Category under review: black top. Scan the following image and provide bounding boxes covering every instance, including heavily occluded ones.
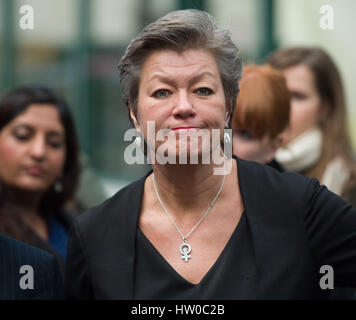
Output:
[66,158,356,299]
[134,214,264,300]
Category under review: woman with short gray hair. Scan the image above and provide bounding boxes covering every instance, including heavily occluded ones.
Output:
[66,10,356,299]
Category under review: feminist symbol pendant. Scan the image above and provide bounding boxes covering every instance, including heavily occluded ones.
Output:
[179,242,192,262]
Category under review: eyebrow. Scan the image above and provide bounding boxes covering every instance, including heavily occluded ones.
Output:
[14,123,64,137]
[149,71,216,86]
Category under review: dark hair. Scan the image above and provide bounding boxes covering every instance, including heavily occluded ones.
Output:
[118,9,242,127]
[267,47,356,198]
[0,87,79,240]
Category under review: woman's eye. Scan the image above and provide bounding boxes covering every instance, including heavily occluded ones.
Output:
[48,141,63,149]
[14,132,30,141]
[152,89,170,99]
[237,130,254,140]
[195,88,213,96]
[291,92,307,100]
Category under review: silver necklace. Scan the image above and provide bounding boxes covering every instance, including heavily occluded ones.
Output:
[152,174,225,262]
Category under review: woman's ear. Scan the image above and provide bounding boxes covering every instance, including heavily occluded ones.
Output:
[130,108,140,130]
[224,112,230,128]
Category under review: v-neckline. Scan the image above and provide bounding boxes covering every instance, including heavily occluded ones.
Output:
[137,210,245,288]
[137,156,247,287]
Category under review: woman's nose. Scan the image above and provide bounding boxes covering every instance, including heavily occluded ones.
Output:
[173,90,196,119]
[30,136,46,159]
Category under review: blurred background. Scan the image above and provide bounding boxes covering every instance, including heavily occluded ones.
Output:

━━━━━━

## Aim
Rewrite all of the data above, switching "heavily occluded ones" to "partially hidden ones" everywhere it appears and keeping everything else unchanged. Omit the pictures from your answer.

## Exercise solution
Category under review: black top. Scan the following image and provide bounding boxes covering every instance, including partially hidden ones.
Output:
[66,158,356,299]
[134,214,264,300]
Category under review: woman with short gray hair. Scan the image above and provide bounding boxes covering every instance, including partially hidden ones.
Output:
[66,10,356,299]
Category under review: feminist symbol pendant. Scan the image above and provide bounding boxes covering every instance, including partially hidden ones.
Output:
[179,242,192,262]
Category under review: eyebrow. Scan the image above and provide bounding boxes covering every instance, including partially hidden ones.
Output:
[14,123,64,137]
[149,71,216,86]
Category under review: dark hair. Scan the image above and provide bounding boxes covering every instance, including partially hidden ones.
Output:
[118,9,242,127]
[267,47,356,198]
[0,87,79,240]
Category under review: woman's eye. Scan the image above and provide bounding boxes covering every instance, including partially hidden ones.
Output:
[48,141,63,149]
[14,132,30,141]
[152,89,170,99]
[237,130,254,140]
[195,88,213,96]
[291,92,307,100]
Category under review: silver necklace. Scan the image above and provide bounding boxes covering every instance, including partially hidden ones.
Output:
[152,174,225,262]
Category under review: woman's ear. Scan the image above and provide bounding boxes covering every instance, including partially hidden ones.
Output:
[130,108,140,130]
[224,112,230,128]
Category under review: v-neckline. Scan the image above and provide bounding boxes covering every instance, including partially hidden ones.
Output:
[137,210,245,288]
[137,156,247,287]
Category under review: woman's nose. Scan the image above and provide bounding boxes covering every instance, including partially hidden ones.
Output:
[173,90,196,119]
[30,136,46,159]
Category under review: blurred background. Scan the image above and provide bounding boxes covering every instance, including partially hidden ones.
Output:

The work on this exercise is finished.